WHAT YOU WILL DO: The expected response is the entire set of entries, copied exactly.

- - - - - - -

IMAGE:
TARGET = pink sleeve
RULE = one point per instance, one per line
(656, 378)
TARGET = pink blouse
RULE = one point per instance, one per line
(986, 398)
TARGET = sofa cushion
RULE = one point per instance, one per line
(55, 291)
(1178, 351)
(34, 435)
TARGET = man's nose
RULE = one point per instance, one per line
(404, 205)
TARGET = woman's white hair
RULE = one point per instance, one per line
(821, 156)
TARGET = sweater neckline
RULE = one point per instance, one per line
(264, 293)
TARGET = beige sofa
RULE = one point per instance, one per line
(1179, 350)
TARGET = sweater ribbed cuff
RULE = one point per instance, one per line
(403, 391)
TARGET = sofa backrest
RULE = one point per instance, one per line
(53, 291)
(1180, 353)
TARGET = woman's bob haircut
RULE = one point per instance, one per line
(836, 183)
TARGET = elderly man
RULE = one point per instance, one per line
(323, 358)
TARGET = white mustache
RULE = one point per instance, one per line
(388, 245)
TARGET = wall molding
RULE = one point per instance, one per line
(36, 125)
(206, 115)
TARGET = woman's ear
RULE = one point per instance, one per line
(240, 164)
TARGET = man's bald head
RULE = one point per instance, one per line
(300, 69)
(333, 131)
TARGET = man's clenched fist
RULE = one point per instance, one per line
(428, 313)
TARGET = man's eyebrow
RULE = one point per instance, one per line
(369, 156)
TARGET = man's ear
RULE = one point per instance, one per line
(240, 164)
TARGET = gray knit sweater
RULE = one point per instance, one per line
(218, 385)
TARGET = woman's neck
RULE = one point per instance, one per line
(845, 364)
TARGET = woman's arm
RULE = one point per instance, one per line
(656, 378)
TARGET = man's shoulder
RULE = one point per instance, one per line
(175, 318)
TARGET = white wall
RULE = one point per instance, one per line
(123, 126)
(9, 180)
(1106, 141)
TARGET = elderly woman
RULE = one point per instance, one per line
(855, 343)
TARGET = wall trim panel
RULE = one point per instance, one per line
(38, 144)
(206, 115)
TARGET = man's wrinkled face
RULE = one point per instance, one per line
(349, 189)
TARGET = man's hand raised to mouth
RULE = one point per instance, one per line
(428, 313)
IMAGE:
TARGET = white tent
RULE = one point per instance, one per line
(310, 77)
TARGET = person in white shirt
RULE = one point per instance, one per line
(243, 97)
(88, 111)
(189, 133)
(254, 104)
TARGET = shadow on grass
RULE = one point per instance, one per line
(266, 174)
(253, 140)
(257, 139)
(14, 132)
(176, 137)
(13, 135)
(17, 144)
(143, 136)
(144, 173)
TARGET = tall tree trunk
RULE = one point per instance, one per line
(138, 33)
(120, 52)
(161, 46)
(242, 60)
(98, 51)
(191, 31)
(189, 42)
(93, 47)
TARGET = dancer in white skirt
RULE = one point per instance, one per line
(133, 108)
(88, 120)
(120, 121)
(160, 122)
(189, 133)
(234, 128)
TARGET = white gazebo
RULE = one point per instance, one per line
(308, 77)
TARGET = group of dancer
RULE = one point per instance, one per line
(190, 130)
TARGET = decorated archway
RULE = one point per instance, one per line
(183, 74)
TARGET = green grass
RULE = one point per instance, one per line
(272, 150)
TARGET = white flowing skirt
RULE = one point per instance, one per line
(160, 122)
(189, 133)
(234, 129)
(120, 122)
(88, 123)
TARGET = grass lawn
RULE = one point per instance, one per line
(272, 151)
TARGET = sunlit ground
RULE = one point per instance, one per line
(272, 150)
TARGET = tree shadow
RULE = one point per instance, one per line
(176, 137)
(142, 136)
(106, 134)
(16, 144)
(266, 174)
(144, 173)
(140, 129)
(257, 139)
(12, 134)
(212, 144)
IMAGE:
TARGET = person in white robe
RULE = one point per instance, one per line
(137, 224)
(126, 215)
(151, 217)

- - - - - - -

RESPONSE:
IMAGE:
TARGET = pink sleeve
RULE = one point per instance, one per line
(656, 378)
TARGET = pink blouse
RULE = one point per instance, one per line
(986, 398)
TARGET = sofa cushion
RULE = one point per instance, one per line
(55, 291)
(1178, 351)
(34, 435)
TARGET = man's nose
RULE = one point per instance, one per line
(404, 205)
TARGET = woman's white hair
RULE = one point per instance, one per line
(821, 156)
TARGET = sweater neckline
RULE = one point per instance, one per line
(264, 293)
TARGET = beige sofa
RULE = one point per instance, one per line
(1179, 350)
TARGET = sweater ribbed cuff
RULE = one point per instance, one per line
(403, 391)
TARGET = sofa backrest
RULE = one point per instance, one per line
(53, 291)
(1180, 353)
TARGET = woman's bob haircut
RULE = one point per instance, one per line
(836, 183)
TARGET = elderly man
RULE = one point per instance, one per line
(323, 358)
TARGET = white mustache
RULE = one point per instance, one per line
(388, 245)
TARGET = wall molding
RULE = one point per instance, one per line
(36, 125)
(206, 115)
TARGET = woman's ear
RULE = one point per instance, one per line
(240, 164)
TARGET = man's bald head
RULE = one point per instance, one per line
(300, 69)
(333, 131)
TARGET = man's clenched fist
RULE = one point per instance, one per line
(428, 313)
TARGET = man's eyebrow
RULE = one point per instance, one per line
(369, 156)
TARGET = man's ear
RULE = one point per instance, one per line
(240, 164)
TARGET = gray knit sweater
RULE = one point per instance, one per line
(218, 385)
TARGET = woman's neck
RULE = one point per instance, one per line
(845, 364)
TARGET = woman's arm
RULE = one point per instance, one per line
(656, 378)
TARGET = man's shoulder
RULE = one point per instance, one per line
(175, 318)
TARGET = white wall
RULE = one point per instance, one per line
(123, 126)
(9, 180)
(1106, 141)
TARGET = elderly woman
RULE = one point per instance, one per line
(855, 343)
TARGET = wall trim panel
RULE = one point per instance, one per line
(38, 144)
(206, 115)
TARGET = man's wrinkled face
RULE = one point per instance, one per line
(349, 189)
TARGET = man's hand raised to mouth
RULE = one point per instance, one per line
(428, 313)
IMAGE:
TARGET = white tent
RULE = one point per instance, one per line
(310, 77)
TARGET = person in white shirt
RULE = one point per instance, one per line
(243, 97)
(88, 111)
(189, 133)
(254, 104)
TARGET = shadow on grass
RULE = one point per instance, one per line
(266, 174)
(253, 140)
(257, 139)
(14, 132)
(176, 137)
(13, 135)
(17, 144)
(143, 136)
(144, 173)
TARGET = tall tree trunk
RULE = one point per instance, one per line
(138, 33)
(120, 52)
(161, 46)
(242, 60)
(98, 51)
(191, 31)
(189, 42)
(93, 47)
TARGET = dancer in white skirt
RULE = one point per instance, one per line
(133, 108)
(88, 120)
(120, 121)
(160, 122)
(189, 133)
(234, 128)
TARGET = white gazebo
RULE = one point per instance, one per line
(308, 77)
TARGET = group of dancer
RULE = one point per instance, one per line
(190, 130)
TARGET = decorated archway
RULE = one point per instance, one per line
(183, 74)
TARGET = green grass
RULE = one point per instance, one per line
(272, 150)
TARGET = white flowing skirt
RULE = one point per instance, one per line
(160, 122)
(189, 133)
(234, 129)
(120, 122)
(88, 123)
TARGET = grass lawn
RULE = one point per instance, one per line
(272, 151)
TARGET = sunlit ground
RULE = one point per instance, one per line
(272, 150)
TARGET = tree shadow
RULE = one point per instance, one per line
(176, 137)
(142, 136)
(106, 134)
(16, 144)
(266, 174)
(144, 173)
(140, 129)
(257, 139)
(12, 134)
(212, 144)
IMAGE:
TARGET = person in white robe
RULE = one point per instance, one per line
(137, 224)
(126, 215)
(151, 217)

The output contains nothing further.